**Task goal:**
Copy out, from the data below, each line in which the word "blue" occurs.
□ □ □
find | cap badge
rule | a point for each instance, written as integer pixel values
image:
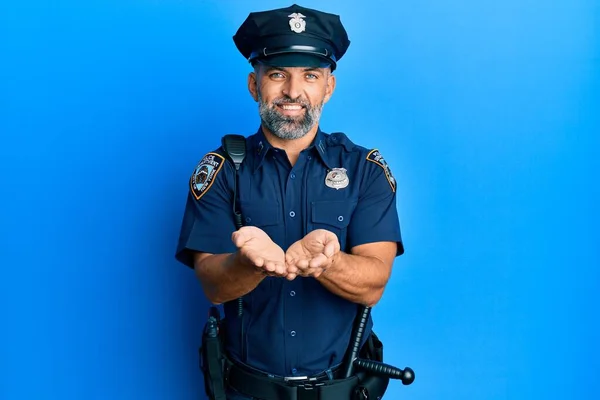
(297, 24)
(337, 178)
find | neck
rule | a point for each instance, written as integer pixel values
(292, 147)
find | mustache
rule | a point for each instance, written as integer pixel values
(288, 100)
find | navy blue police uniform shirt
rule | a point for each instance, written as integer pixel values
(292, 328)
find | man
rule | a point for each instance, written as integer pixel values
(321, 228)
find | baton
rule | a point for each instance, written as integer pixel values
(406, 375)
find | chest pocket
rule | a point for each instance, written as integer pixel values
(266, 216)
(333, 216)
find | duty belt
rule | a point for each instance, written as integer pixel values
(262, 386)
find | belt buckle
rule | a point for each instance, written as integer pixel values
(295, 378)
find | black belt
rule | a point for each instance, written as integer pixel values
(264, 387)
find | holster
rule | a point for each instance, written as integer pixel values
(371, 386)
(212, 357)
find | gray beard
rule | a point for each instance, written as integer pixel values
(288, 128)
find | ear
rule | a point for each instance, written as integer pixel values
(330, 87)
(253, 85)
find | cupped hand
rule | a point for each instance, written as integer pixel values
(313, 254)
(258, 250)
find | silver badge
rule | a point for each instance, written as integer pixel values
(297, 24)
(337, 178)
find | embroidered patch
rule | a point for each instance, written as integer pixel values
(337, 178)
(376, 157)
(205, 173)
(297, 24)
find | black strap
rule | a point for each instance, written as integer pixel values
(266, 388)
(235, 147)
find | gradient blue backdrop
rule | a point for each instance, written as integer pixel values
(487, 111)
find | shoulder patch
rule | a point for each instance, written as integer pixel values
(376, 157)
(205, 173)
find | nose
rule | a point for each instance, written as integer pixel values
(293, 87)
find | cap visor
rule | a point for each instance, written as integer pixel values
(295, 60)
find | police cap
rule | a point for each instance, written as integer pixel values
(291, 37)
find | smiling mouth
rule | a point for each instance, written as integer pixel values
(290, 109)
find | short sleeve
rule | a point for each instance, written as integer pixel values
(375, 218)
(208, 220)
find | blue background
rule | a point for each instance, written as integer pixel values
(488, 113)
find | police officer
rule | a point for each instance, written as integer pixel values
(321, 229)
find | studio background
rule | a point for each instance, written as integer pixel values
(488, 113)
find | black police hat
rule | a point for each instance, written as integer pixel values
(292, 36)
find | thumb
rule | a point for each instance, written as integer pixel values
(239, 238)
(332, 245)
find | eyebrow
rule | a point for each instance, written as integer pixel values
(283, 69)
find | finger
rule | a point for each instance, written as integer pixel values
(332, 246)
(291, 269)
(290, 277)
(270, 266)
(302, 264)
(317, 272)
(239, 238)
(254, 258)
(281, 269)
(318, 261)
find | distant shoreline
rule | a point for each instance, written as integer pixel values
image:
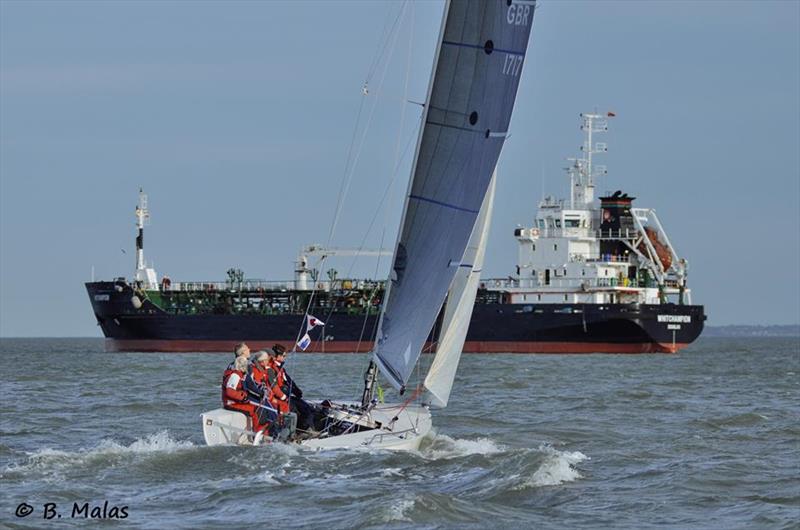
(730, 331)
(740, 330)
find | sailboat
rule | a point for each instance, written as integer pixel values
(442, 240)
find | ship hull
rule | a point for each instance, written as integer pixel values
(494, 328)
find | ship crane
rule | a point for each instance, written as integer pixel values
(302, 272)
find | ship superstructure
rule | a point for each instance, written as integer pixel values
(593, 275)
(594, 251)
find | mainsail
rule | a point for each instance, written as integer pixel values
(470, 99)
(458, 311)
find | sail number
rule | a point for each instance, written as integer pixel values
(518, 14)
(512, 64)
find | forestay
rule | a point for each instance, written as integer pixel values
(471, 96)
(457, 313)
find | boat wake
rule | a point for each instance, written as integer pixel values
(557, 468)
(445, 447)
(51, 462)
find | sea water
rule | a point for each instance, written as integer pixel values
(707, 438)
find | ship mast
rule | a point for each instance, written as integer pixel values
(581, 171)
(143, 275)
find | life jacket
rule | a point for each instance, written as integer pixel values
(237, 393)
(276, 380)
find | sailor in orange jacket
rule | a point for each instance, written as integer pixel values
(256, 385)
(276, 379)
(234, 396)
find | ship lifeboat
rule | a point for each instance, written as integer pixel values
(662, 251)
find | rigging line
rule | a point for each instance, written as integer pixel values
(382, 47)
(347, 179)
(349, 176)
(386, 193)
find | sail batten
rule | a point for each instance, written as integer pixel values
(471, 96)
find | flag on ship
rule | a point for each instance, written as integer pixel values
(304, 343)
(312, 322)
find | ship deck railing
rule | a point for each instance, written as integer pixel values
(268, 286)
(570, 283)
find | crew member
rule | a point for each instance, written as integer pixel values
(258, 391)
(288, 396)
(233, 395)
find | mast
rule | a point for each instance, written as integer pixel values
(142, 214)
(581, 171)
(144, 276)
(470, 99)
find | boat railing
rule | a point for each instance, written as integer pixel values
(254, 285)
(247, 285)
(565, 283)
(619, 233)
(600, 258)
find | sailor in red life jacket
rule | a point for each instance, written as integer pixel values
(288, 388)
(276, 379)
(234, 396)
(257, 388)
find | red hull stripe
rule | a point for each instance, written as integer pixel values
(191, 346)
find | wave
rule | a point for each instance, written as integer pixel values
(396, 512)
(445, 447)
(107, 451)
(556, 468)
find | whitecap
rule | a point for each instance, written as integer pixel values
(48, 458)
(445, 447)
(557, 468)
(397, 512)
(392, 472)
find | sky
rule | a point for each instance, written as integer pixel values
(238, 119)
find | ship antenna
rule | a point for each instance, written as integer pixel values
(142, 218)
(582, 170)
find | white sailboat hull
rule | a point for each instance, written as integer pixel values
(411, 424)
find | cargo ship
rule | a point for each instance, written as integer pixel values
(592, 276)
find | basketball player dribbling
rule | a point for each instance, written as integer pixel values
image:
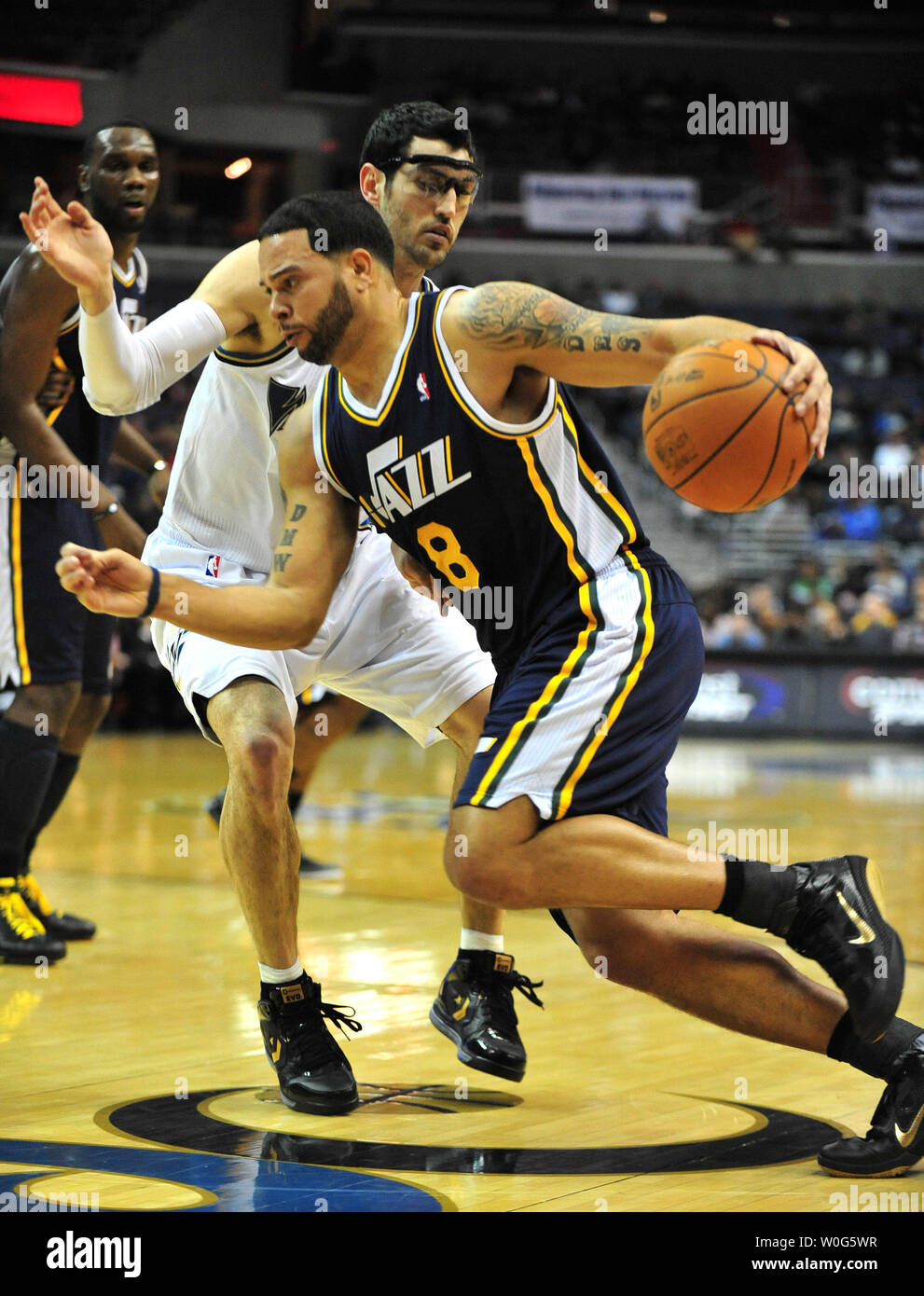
(491, 478)
(57, 662)
(382, 645)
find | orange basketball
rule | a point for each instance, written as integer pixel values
(721, 432)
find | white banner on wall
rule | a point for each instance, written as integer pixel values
(621, 205)
(898, 209)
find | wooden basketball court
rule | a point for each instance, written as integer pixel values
(135, 1069)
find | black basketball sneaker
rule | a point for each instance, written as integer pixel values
(308, 867)
(22, 937)
(896, 1138)
(475, 1009)
(314, 1075)
(65, 927)
(834, 917)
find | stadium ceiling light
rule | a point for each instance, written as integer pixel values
(235, 170)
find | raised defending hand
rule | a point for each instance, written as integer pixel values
(808, 368)
(106, 581)
(72, 241)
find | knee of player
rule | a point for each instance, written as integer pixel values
(47, 707)
(477, 875)
(93, 710)
(262, 751)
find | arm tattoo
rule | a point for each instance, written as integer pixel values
(288, 539)
(517, 315)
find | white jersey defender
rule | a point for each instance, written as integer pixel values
(381, 643)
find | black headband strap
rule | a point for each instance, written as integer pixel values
(437, 159)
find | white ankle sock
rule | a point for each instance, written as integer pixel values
(471, 940)
(279, 976)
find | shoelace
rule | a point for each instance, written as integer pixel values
(884, 1116)
(17, 917)
(807, 930)
(498, 989)
(310, 1037)
(30, 890)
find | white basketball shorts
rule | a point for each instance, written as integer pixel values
(381, 643)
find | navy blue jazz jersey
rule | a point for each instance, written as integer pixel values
(516, 517)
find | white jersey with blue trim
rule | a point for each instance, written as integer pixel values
(225, 494)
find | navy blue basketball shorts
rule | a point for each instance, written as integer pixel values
(46, 635)
(588, 718)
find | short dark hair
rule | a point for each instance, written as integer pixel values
(345, 219)
(394, 129)
(123, 123)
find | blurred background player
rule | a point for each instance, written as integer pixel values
(421, 172)
(57, 661)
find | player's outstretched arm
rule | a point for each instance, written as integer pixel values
(125, 371)
(512, 325)
(311, 555)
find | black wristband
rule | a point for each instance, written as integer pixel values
(153, 594)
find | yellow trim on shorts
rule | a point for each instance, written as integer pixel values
(631, 534)
(602, 730)
(581, 645)
(16, 561)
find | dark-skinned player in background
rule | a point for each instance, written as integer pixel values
(57, 662)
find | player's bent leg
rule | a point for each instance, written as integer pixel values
(259, 845)
(475, 1004)
(710, 973)
(30, 738)
(821, 907)
(258, 837)
(85, 721)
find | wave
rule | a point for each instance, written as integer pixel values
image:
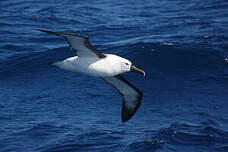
(165, 58)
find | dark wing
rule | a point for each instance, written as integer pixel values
(79, 43)
(131, 95)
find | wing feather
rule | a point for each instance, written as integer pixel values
(80, 43)
(131, 96)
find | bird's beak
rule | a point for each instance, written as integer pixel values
(133, 68)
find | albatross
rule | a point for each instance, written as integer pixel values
(90, 61)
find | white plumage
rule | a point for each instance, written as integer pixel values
(91, 62)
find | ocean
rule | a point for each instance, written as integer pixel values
(181, 45)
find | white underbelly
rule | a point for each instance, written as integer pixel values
(88, 66)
□ □ □
**Task result:**
find | navy blue police uniform shirt
find | gradient blue backdrop
find | blue background
find | navy blue jazz jersey
find | white jersey with blue trim
find | navy blue basketball shorts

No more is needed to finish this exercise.